- Work to complete:
Rewrite all of the items below as a numbered list, leaving out any blank lines.

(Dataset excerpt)
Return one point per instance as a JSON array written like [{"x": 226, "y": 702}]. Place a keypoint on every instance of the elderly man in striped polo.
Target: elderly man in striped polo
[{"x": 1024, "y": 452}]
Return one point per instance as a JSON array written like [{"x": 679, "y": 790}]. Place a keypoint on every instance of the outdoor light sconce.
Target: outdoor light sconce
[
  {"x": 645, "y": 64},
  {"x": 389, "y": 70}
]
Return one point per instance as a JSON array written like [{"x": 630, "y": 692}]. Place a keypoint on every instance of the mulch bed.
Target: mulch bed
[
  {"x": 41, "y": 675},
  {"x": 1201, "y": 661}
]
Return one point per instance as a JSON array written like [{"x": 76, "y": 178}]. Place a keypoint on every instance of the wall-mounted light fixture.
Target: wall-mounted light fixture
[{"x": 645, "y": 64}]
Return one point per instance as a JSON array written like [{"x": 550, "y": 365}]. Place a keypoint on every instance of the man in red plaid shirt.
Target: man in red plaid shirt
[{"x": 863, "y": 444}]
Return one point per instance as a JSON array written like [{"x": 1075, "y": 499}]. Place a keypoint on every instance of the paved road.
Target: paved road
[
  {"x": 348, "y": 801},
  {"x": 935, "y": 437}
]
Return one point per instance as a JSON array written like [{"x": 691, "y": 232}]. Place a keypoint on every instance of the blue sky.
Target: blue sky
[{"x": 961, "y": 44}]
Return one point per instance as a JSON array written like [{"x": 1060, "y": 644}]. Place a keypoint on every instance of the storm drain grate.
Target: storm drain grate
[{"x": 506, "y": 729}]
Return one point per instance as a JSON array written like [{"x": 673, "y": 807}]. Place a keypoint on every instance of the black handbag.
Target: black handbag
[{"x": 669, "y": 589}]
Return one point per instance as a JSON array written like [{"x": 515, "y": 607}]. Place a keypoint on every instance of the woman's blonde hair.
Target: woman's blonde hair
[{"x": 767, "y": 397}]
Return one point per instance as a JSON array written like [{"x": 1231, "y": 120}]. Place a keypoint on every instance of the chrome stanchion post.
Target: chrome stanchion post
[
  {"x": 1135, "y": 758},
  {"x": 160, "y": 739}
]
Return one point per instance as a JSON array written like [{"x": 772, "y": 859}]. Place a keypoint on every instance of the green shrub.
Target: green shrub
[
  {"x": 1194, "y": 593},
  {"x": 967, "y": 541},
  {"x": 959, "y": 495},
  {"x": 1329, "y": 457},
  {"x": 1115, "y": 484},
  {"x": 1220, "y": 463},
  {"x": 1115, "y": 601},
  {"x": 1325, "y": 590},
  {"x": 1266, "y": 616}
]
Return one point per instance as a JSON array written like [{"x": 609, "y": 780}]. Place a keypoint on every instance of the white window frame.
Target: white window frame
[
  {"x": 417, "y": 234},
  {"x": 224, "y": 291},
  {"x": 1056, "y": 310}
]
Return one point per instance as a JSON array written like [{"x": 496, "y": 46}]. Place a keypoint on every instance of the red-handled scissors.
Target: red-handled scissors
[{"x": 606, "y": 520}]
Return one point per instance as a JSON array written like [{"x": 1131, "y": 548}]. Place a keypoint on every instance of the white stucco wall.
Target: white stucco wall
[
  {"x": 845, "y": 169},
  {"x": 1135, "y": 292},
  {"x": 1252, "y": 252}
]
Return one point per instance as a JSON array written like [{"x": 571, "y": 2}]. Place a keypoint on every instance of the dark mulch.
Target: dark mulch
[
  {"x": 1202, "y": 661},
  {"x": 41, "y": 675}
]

- Result of this exercise:
1. Return one point per instance as a JSON array written like [{"x": 226, "y": 702}]. Place a keypoint on every instance of the elderly man in striped polo.
2. Target: elderly man in striped polo
3. [{"x": 1024, "y": 452}]
4. Return one point per instance as a JSON array written like [{"x": 679, "y": 790}]. Place a keypoint on every instance of the outdoor light sconce.
5. Target: outdoor light sconce
6. [
7.   {"x": 645, "y": 64},
8.   {"x": 389, "y": 70}
9. ]
10. Return one point per instance as a JSON array written like [{"x": 630, "y": 692}]. Place a keypoint on every instance of the mulch bed.
11. Target: mulch bed
12. [
13.   {"x": 41, "y": 675},
14.   {"x": 1201, "y": 661}
15. ]
16. Return one point per instance as a JSON array written like [{"x": 76, "y": 178}]. Place a keypoint on every instance of the wall-mounted light fixture.
17. Target: wall-mounted light fixture
18. [{"x": 645, "y": 64}]
19. Return one point per instance as a JSON array written like [{"x": 550, "y": 365}]. Place a keypoint on every instance of the man in red plaid shirt.
20. Target: man in red plaid shirt
21. [{"x": 863, "y": 444}]
22. Return one point per instance as a JSON array written like [{"x": 1075, "y": 499}]. Place a keypoint on every instance of the paved road.
23. Target: paved road
24. [
25.   {"x": 348, "y": 801},
26.   {"x": 935, "y": 437}
27. ]
28. Return one point per instance as a JSON array written like [{"x": 691, "y": 232}]. Place a keypoint on every instance of the blue sky.
29. Target: blue sky
30. [{"x": 961, "y": 44}]
31. Return one point per instance as a JSON array written like [{"x": 1060, "y": 644}]. Place a keypoint on every instance of the storm drain grate.
32. Target: storm drain grate
33. [{"x": 506, "y": 729}]
34. Return one point per instance as a JSON array written like [{"x": 673, "y": 807}]. Place a keypoint on every instance of the black handbag.
35. Target: black handbag
36. [{"x": 669, "y": 589}]
37. Return one point per instance as a JSON array written like [{"x": 515, "y": 607}]. Place a keypoint on every instance of the woman's blonde hair.
38. Target: woman's blonde hair
39. [{"x": 767, "y": 397}]
40. Return one point per instance as a JSON array written like [{"x": 1231, "y": 120}]. Place a keypoint on every instance of the chrome stanchion post.
41. Target: chrome stanchion post
42. [
43.   {"x": 1135, "y": 758},
44.   {"x": 160, "y": 739}
45. ]
46. Return one point per instance as a JSON array written like [{"x": 772, "y": 859}]. Place a keypoint on every instance of the green shrub.
47. Target: green shrub
48. [
49.   {"x": 1194, "y": 593},
50.   {"x": 967, "y": 541},
51.   {"x": 959, "y": 495},
52.   {"x": 1329, "y": 457},
53.   {"x": 1115, "y": 484},
54.   {"x": 1220, "y": 463},
55.   {"x": 1115, "y": 601},
56.   {"x": 1325, "y": 590},
57.   {"x": 1266, "y": 616}
58. ]
59. Return one point per instance as a JSON array written like [{"x": 609, "y": 780}]. Place a keypoint on every instance of the white window frame.
60. Target: white window frame
61. [
62.   {"x": 417, "y": 234},
63.   {"x": 224, "y": 291},
64.   {"x": 1056, "y": 310}
65. ]
66. Return one point per instance as a JSON array written like [{"x": 496, "y": 46}]. Place a keypoint on every instance of the red-handled scissors.
67. Target: red-handled scissors
68. [{"x": 606, "y": 520}]
69. Return one point per instance as a JSON array written like [{"x": 1131, "y": 548}]. Place a keypoint on every instance of the white stucco wall.
70. Target: white stucco wall
71. [
72.   {"x": 845, "y": 169},
73.   {"x": 1135, "y": 292},
74.   {"x": 1252, "y": 252}
75. ]
76. Return one point per instance as a JSON array written like [{"x": 571, "y": 2}]. Place a keypoint on every instance of the dark mulch.
77. Target: dark mulch
78. [
79.   {"x": 1202, "y": 661},
80.   {"x": 41, "y": 675}
81. ]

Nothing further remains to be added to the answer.